* _AIM OF THE TASK_
Every entry needs to be reproduced exactly.

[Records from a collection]
----

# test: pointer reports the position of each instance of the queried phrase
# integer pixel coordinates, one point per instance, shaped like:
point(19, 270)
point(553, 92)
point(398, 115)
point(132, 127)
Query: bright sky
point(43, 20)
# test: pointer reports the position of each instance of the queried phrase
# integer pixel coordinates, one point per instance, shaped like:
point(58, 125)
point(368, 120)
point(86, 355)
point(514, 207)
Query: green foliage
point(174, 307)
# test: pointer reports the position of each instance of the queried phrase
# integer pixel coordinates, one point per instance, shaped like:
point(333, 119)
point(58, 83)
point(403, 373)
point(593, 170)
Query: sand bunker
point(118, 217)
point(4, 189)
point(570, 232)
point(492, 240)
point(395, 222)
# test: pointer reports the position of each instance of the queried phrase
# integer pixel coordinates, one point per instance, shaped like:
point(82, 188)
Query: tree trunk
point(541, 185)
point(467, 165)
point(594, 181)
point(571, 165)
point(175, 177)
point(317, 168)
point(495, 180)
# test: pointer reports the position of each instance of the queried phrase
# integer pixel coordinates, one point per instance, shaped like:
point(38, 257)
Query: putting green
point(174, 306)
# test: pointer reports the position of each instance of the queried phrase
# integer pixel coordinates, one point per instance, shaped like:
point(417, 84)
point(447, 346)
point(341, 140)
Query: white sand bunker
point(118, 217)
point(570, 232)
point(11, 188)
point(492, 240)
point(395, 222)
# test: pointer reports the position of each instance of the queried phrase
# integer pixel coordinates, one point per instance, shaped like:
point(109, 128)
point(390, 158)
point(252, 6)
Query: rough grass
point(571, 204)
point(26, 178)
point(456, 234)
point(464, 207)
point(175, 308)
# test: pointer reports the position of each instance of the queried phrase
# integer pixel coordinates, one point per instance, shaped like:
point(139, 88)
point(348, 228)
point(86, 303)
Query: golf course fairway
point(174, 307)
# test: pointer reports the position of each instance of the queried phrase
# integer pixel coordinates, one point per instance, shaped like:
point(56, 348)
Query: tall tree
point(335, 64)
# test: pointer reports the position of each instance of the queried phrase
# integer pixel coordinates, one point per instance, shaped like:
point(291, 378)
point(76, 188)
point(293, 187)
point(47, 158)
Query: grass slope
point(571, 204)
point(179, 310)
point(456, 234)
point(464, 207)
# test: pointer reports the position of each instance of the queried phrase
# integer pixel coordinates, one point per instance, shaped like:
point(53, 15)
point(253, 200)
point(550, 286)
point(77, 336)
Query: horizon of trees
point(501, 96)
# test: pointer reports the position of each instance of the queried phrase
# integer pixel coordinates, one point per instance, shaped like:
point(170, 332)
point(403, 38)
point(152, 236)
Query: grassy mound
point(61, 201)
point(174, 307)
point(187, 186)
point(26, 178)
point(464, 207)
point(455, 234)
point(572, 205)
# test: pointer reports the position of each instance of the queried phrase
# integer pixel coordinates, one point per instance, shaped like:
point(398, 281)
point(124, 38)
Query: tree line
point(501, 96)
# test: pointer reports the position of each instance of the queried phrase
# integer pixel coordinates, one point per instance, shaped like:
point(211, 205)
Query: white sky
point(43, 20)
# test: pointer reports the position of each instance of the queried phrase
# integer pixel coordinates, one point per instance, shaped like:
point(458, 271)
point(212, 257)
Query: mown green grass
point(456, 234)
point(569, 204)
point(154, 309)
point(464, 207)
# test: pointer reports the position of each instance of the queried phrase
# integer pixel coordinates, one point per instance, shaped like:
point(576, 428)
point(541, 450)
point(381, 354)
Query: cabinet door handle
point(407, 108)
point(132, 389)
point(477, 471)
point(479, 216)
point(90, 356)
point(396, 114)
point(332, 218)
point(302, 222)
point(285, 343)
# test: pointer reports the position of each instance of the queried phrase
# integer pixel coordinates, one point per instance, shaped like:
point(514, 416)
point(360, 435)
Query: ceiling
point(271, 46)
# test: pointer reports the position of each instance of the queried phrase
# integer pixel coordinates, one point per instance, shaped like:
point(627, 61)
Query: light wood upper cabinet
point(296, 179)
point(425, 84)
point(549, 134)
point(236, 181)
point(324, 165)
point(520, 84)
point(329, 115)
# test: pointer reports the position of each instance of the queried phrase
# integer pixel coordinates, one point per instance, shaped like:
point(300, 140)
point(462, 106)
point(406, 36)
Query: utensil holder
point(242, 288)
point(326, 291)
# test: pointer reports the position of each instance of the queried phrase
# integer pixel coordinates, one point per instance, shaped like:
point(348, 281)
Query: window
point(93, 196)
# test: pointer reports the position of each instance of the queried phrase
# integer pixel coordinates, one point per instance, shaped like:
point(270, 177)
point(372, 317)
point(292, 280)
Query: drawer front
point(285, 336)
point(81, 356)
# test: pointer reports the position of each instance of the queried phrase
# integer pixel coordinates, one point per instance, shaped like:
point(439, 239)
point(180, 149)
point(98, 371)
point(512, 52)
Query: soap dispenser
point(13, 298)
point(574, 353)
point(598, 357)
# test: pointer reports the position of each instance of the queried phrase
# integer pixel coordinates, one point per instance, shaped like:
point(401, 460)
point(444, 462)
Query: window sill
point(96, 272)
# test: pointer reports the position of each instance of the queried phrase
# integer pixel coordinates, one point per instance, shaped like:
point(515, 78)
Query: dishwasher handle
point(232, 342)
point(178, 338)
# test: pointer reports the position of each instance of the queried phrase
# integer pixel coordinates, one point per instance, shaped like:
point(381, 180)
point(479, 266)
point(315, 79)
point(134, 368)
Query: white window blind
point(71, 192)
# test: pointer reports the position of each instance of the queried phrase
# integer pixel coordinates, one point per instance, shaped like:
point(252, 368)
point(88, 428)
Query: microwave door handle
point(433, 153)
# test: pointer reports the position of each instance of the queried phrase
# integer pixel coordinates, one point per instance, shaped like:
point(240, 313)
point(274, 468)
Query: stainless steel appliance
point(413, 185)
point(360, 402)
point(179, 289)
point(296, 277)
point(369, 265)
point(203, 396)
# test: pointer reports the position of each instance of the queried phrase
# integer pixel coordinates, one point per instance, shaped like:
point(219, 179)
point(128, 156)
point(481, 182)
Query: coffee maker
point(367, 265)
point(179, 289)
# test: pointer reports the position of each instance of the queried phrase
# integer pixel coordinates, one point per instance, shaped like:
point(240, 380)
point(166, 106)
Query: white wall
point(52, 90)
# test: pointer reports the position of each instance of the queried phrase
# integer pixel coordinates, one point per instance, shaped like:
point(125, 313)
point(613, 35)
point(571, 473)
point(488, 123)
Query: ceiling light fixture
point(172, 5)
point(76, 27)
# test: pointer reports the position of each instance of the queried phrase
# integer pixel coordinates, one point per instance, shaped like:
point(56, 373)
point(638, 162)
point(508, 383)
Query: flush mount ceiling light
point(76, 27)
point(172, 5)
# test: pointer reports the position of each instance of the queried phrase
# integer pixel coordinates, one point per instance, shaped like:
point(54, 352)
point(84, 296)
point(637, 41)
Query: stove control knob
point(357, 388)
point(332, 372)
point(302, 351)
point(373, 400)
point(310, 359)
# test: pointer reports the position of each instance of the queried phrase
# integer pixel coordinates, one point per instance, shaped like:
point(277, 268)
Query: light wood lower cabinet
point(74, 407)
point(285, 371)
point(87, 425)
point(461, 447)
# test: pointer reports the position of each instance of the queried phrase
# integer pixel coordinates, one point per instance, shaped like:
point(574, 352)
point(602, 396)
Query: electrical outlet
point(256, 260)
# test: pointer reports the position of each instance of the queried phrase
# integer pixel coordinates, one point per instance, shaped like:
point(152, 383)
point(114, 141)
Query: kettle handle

----

* _REPLY TO THE TASK_
# test: pointer reports the position of each instance of the queried phrase
# integer pixel coordinates, one point per instance, shaped like:
point(19, 270)
point(553, 92)
point(398, 115)
point(132, 127)
Query: bright sky
point(43, 20)
# test: pointer reports the position of each instance of the queried phrase
# integer pixel coordinates, one point per instance, shaped like:
point(58, 125)
point(368, 120)
point(86, 355)
point(514, 207)
Query: green foliage
point(174, 307)
# test: pointer reports the position of each instance of the queried phrase
# integer pixel coordinates, one point per instance, shaped like:
point(333, 119)
point(58, 83)
point(403, 373)
point(593, 170)
Query: sand bunker
point(118, 217)
point(4, 189)
point(570, 232)
point(492, 240)
point(395, 222)
# test: pointer reports the position of each instance of the queried phrase
# integer pixel coordinates, one point per instance, shaped like:
point(82, 188)
Query: tree trunk
point(541, 185)
point(467, 165)
point(594, 181)
point(571, 165)
point(175, 177)
point(317, 168)
point(495, 180)
# test: pointer reports the position of each instance of the queried phrase
# integer pixel coordinates, one point per instance, shaped like:
point(38, 257)
Query: putting green
point(174, 306)
# test: pointer reports the position of each instance of the queried phrase
# integer pixel coordinates, one point per instance, shaped like:
point(417, 84)
point(447, 346)
point(341, 140)
Query: white sand bunker
point(118, 217)
point(570, 232)
point(11, 188)
point(492, 240)
point(395, 222)
# test: pointer reports the position of each instance of the queried phrase
# integer pixel coordinates, one point per instance, shaped like:
point(109, 128)
point(390, 158)
point(252, 6)
Query: rough grass
point(571, 204)
point(26, 178)
point(456, 234)
point(464, 207)
point(175, 308)
# test: pointer reports the position of each instance of the queried phrase
# integer pixel coordinates, one point per instance, shaped like:
point(139, 88)
point(348, 228)
point(86, 303)
Query: golf course fairway
point(174, 307)
# test: pointer reports the position of each instance of the queried phrase
# integer pixel coordinates, one point per instance, shaped like:
point(56, 348)
Query: tall tree
point(335, 64)
# test: pointer reports the position of each instance of the queried phrase
# integer pixel coordinates, one point per instance, shaped like:
point(291, 378)
point(76, 188)
point(293, 187)
point(47, 158)
Query: grass slope
point(571, 204)
point(179, 310)
point(456, 234)
point(464, 207)
# test: pointer reports the position of each instance of the queried phrase
# integer pixel coordinates, one point per instance, shaped like:
point(53, 15)
point(253, 200)
point(550, 286)
point(77, 336)
Query: horizon of trees
point(501, 96)
# test: pointer reports the position of each instance of the queried phrase
# integer pixel coordinates, one point per instance, shaped like:
point(170, 332)
point(403, 38)
point(152, 236)
Query: grassy mound
point(61, 201)
point(174, 307)
point(187, 186)
point(26, 178)
point(464, 207)
point(455, 234)
point(572, 205)
# test: pointer reports the position of each instance of the queried phrase
# integer pixel coordinates, one point per instance, shaped like:
point(398, 281)
point(124, 38)
Query: tree line
point(501, 96)
# test: pointer reports the position of each instance of the queried phrase
# integer pixel coordinates, one point per instance, shaped like:
point(211, 205)
Query: white sky
point(43, 20)
# test: pointer reports the position of each instance of the queried phrase
# integer pixel coordinates, one point per instance, shaped like:
point(458, 271)
point(212, 257)
Query: mown green grass
point(456, 234)
point(569, 204)
point(154, 309)
point(464, 207)
# test: pointer reports the position of each instance of the queried phrase
# integer pixel coordinates, one point per instance, shaped like:
point(576, 428)
point(541, 450)
point(381, 354)
Query: cabinet door handle
point(407, 108)
point(132, 389)
point(477, 471)
point(479, 216)
point(90, 356)
point(396, 114)
point(332, 218)
point(302, 222)
point(285, 343)
# test: pointer reports the position of each instance of the queried phrase
# integer pixel coordinates, one point per instance, shaped like:
point(514, 416)
point(360, 435)
Query: ceiling
point(271, 46)
# test: pointer reports the position of each instance of the queried phrase
# integer pixel coordinates, one point per instance, shaped like:
point(627, 61)
Query: light wood upper cabinet
point(296, 179)
point(425, 84)
point(549, 134)
point(236, 181)
point(324, 165)
point(520, 84)
point(329, 115)
# test: pointer reports the position of each instance of the queried phrase
# integer pixel coordinates, one point per instance, shaped like:
point(300, 140)
point(462, 106)
point(406, 36)
Query: utensil holder
point(242, 288)
point(326, 291)
# test: pointer reports the position of each instance of the queried phrase
# integer pixel coordinates, one point per instance, shaped like:
point(348, 281)
Query: window
point(93, 196)
# test: pointer reports the position of each instance of the queried phrase
# integer pixel coordinates, one point per instance, shaped like:
point(270, 177)
point(372, 317)
point(292, 280)
Query: drawer front
point(285, 336)
point(81, 356)
# test: pointer reports the position of each instance of the queried phrase
# integer pixel coordinates, one point per instance, shaped like:
point(439, 239)
point(180, 149)
point(98, 371)
point(512, 52)
Query: soap dispenser
point(13, 298)
point(574, 353)
point(598, 357)
# test: pointer reports the position of each instance of the queried phrase
# integer pixel coordinates, one point per instance, shaped like:
point(401, 460)
point(444, 462)
Query: window sill
point(96, 272)
# test: pointer reports the position of each instance of the queried phrase
# integer pixel coordinates, one point per instance, shaped like:
point(515, 78)
Query: dishwasher handle
point(232, 342)
point(178, 338)
# test: pointer reports the position of each instance of the queried phrase
# integer pixel coordinates, one point per instance, shaped like:
point(381, 180)
point(479, 266)
point(315, 79)
point(134, 368)
Query: white window blind
point(71, 192)
# test: pointer reports the position of each instance of the queried phrase
# integer pixel coordinates, one point per instance, shaped like:
point(252, 368)
point(88, 428)
Query: microwave door handle
point(433, 153)
# test: pointer reports the position of each instance of the queried phrase
# integer pixel coordinates, one point per instance, shaped like:
point(240, 313)
point(274, 468)
Query: stainless steel appliance
point(413, 185)
point(360, 402)
point(179, 289)
point(296, 277)
point(369, 265)
point(203, 396)
# test: pointer reports the position of each instance of the queried phrase
# integer pixel coordinates, one point per instance, shaped like:
point(219, 179)
point(128, 156)
point(481, 182)
Query: coffee maker
point(367, 265)
point(179, 289)
# test: pointer reports the position of each instance of the queried phrase
# integer pixel coordinates, one point per instance, shaped like:
point(240, 380)
point(166, 106)
Query: white wall
point(52, 90)
# test: pointer reports the position of each instance of the queried phrase
# integer pixel coordinates, one point per instance, shaped like:
point(125, 313)
point(613, 35)
point(571, 473)
point(488, 123)
Query: ceiling light fixture
point(172, 5)
point(76, 27)
# test: pointer reports the position of each instance of the queried phrase
# integer pixel coordinates, one point per instance, shaped like:
point(56, 373)
point(638, 162)
point(508, 383)
Query: flush mount ceiling light
point(76, 27)
point(172, 5)
# test: pointer reports the position of each instance of the queried phrase
# integer pixel coordinates, one point per instance, shaped like:
point(54, 352)
point(84, 296)
point(637, 41)
Query: stove control knob
point(357, 388)
point(332, 372)
point(302, 351)
point(373, 400)
point(310, 359)
# test: pointer reports the position of each instance of the queried phrase
# integer pixel coordinates, one point per instance, shaped like:
point(277, 268)
Query: light wood lower cabinet
point(74, 407)
point(285, 371)
point(87, 425)
point(461, 447)
# test: pointer reports the position of each instance of the queried phrase
# integer pixel coordinates, one point per instance, shaped like:
point(574, 352)
point(602, 396)
Query: electrical outlet
point(256, 260)
# test: pointer reports the position of each instance of the queried phrase
# integer pixel coordinates, one point per instance, shaped like:
point(152, 383)
point(114, 141)
Query: kettle handle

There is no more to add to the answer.